• Problem statement: An exact, word-for-word copy of the entries is required, beginning at the line that contains "Query: insect foreleg" and ending at the last line, both included.

• Available records:
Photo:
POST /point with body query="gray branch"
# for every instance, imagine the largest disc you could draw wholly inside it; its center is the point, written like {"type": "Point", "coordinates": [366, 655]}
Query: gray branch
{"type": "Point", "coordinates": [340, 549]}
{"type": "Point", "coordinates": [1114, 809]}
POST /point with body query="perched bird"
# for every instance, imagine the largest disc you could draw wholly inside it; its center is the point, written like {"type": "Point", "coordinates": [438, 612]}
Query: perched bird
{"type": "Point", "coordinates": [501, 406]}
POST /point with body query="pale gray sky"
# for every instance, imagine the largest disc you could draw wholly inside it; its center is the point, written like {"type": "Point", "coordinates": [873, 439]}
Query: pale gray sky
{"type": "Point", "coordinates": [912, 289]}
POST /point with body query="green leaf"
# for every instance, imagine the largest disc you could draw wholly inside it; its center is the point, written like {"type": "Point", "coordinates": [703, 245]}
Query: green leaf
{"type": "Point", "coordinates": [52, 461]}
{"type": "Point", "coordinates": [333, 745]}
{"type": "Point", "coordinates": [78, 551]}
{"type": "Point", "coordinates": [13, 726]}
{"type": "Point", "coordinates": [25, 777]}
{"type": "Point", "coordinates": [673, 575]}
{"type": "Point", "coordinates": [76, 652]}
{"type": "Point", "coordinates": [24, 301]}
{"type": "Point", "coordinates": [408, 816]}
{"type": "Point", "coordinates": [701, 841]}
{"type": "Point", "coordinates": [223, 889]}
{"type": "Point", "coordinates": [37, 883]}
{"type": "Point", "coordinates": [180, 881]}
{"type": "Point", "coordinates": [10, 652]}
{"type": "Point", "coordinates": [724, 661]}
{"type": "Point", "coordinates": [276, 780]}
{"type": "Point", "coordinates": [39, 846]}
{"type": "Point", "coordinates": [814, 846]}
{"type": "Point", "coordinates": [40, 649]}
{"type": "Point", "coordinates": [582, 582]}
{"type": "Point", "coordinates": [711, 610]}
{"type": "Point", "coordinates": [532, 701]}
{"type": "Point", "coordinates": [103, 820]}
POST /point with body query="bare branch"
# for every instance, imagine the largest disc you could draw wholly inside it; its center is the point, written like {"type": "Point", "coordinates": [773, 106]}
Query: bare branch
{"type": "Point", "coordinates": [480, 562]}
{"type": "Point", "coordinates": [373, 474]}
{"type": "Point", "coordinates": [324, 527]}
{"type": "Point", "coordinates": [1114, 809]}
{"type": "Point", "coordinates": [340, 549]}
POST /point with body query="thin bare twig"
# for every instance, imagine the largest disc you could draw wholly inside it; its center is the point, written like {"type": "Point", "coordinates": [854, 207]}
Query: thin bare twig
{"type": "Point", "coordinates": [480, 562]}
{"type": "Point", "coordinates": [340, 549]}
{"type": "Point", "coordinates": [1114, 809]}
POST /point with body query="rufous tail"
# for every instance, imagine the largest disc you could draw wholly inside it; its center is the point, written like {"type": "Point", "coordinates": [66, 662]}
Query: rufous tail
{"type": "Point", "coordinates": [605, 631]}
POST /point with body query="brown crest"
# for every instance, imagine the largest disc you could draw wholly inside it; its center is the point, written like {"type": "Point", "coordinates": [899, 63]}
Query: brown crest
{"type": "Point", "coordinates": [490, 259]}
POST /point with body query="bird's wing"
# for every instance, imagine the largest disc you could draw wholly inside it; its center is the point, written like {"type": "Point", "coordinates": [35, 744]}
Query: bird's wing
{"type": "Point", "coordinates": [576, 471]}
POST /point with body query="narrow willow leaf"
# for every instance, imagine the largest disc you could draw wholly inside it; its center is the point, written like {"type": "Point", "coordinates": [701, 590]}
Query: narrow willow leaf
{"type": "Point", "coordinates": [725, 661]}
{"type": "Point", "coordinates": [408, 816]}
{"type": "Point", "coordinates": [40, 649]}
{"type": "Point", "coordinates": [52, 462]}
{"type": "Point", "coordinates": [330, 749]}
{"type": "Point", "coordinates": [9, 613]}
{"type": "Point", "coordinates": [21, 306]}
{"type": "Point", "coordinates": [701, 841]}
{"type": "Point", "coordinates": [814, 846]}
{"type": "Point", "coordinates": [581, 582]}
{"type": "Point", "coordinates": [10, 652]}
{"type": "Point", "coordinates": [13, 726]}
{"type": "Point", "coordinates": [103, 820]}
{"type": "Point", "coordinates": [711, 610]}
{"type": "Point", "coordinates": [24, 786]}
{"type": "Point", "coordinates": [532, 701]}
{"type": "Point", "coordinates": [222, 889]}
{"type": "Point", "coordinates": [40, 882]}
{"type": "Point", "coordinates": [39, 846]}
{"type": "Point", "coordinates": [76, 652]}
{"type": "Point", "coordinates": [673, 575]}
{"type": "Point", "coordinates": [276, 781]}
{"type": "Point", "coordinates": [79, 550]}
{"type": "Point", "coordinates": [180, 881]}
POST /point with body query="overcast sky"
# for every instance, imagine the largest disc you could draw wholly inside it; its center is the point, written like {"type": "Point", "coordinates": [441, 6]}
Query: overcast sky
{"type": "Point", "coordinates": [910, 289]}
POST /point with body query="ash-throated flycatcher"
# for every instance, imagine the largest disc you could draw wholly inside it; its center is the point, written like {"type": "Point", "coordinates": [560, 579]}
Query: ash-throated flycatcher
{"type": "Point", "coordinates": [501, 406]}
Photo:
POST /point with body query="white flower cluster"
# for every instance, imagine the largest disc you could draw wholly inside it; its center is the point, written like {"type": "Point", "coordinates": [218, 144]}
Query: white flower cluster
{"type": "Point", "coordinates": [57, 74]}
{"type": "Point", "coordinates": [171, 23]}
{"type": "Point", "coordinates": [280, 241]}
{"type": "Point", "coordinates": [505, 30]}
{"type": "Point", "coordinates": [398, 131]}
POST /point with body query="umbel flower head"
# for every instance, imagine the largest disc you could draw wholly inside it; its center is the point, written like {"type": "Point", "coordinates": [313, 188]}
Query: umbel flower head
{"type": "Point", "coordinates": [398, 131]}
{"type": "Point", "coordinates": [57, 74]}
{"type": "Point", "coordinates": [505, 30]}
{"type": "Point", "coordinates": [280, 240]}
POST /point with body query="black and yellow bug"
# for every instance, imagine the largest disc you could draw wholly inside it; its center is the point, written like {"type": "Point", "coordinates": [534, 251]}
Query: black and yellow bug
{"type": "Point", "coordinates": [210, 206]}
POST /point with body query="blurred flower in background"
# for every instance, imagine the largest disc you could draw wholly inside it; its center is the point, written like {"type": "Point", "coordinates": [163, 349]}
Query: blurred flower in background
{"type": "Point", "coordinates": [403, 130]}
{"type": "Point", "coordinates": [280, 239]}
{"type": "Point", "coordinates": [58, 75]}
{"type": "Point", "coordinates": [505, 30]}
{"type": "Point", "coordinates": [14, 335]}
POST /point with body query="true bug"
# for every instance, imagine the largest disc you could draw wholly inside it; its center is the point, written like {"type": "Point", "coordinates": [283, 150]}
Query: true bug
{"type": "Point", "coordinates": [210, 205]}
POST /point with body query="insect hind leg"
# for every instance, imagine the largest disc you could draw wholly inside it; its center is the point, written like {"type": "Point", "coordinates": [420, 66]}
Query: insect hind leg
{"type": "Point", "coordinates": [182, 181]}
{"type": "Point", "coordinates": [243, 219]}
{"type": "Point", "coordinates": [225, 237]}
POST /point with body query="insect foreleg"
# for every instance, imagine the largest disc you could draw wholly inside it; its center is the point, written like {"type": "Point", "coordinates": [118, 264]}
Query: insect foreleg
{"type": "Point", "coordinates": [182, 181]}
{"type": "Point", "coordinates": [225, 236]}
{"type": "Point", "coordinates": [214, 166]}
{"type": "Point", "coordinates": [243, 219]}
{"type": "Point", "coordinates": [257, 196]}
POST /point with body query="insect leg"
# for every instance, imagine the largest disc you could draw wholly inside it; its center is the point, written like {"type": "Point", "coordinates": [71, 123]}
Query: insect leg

• Answer box:
Query: insect foreleg
{"type": "Point", "coordinates": [182, 181]}
{"type": "Point", "coordinates": [225, 236]}
{"type": "Point", "coordinates": [214, 166]}
{"type": "Point", "coordinates": [243, 219]}
{"type": "Point", "coordinates": [257, 196]}
POST /point with body query="insect leg"
# for every instance, imagine the largest disc you could draw wholly inside it; its center is the point, written like {"type": "Point", "coordinates": [71, 123]}
Query: insect leg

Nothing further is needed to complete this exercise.